- Record excerpts

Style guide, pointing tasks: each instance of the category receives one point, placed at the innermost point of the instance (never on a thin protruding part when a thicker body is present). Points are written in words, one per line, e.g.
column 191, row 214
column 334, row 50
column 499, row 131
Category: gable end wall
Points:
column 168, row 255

- Task description
Reproduce the items above word for word, keeping every line and every number unchanged.

- Final result
Style guide, pointing tasks: each instance of the category receives one point, placed at the innermost point of the instance (never on a thin protruding part when a thicker body is present). Points are written in words, one per line, e.g.
column 191, row 214
column 334, row 50
column 499, row 131
Category: gable end wall
Points:
column 168, row 255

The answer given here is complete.